#### [Stored data]
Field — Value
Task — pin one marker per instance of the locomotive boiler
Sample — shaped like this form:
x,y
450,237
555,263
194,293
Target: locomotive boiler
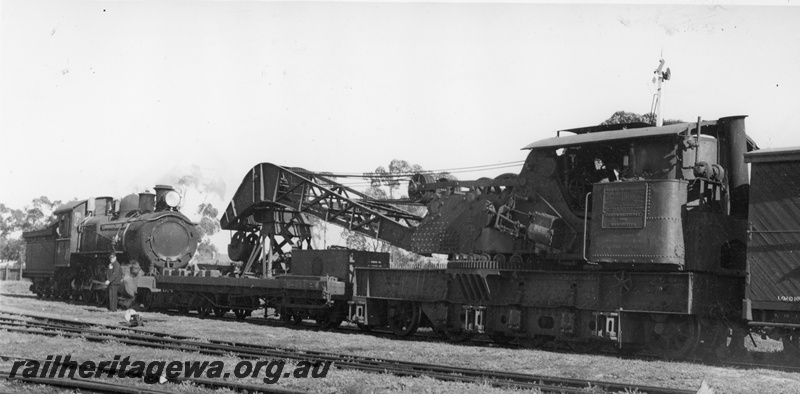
x,y
146,231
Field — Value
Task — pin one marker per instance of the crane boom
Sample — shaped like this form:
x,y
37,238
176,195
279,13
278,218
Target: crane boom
x,y
270,193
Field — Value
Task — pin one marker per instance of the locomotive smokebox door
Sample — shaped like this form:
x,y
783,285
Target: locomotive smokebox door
x,y
638,222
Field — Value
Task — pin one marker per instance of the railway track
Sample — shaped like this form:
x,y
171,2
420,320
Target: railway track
x,y
134,337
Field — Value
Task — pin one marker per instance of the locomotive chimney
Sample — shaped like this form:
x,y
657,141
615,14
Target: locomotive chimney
x,y
161,196
147,202
734,144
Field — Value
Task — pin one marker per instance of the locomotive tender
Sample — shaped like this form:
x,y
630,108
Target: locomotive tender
x,y
653,239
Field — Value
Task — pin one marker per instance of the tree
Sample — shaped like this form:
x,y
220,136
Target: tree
x,y
208,226
398,170
630,117
36,216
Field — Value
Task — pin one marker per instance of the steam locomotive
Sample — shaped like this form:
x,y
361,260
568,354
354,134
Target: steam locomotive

#### [What is expected]
Leave the pictures out and reproduce each record exactly as written.

#### [Reply]
Field — Value
Task — pin one marker per instance of the locomotive boiler
Sample — shaped like this form:
x,y
450,237
555,263
194,293
Target: locomotive boiler
x,y
146,231
Field — Value
Task — pin one marker per instance of the crane boom
Sample — shaped like this form:
x,y
37,238
176,195
279,13
278,218
Target: crane boom
x,y
270,193
Field — Value
Task — pin one marker per instance of the locomotive smokebox door
Sample — shaped like this form:
x,y
783,285
Target: locomotive smokebox door
x,y
638,222
Field — Value
Task — pin one marker per instance of the railway track
Sample — shaped like this form:
x,y
171,2
420,320
Target: railway track
x,y
134,337
Field — Value
Task — pin one marker per instance of the locomotive chimney
Sample — shaped like this form:
x,y
657,141
615,14
Target: locomotive chimney
x,y
161,196
147,202
734,144
Field — Value
Task — pin one marker per instance of the locomotive tender
Sample — shaped like this form:
x,y
630,108
Target: locomotive tender
x,y
653,239
Field — Value
Task — pin one marker per instance of the tree
Sample — shaped like this form:
x,y
220,136
Target: tree
x,y
208,226
398,170
630,117
36,216
Field — Value
Task — pin one marker per instance of the steam locomotive
Sample — shaped like this form:
x,y
361,260
568,354
354,134
Target: steam locomotive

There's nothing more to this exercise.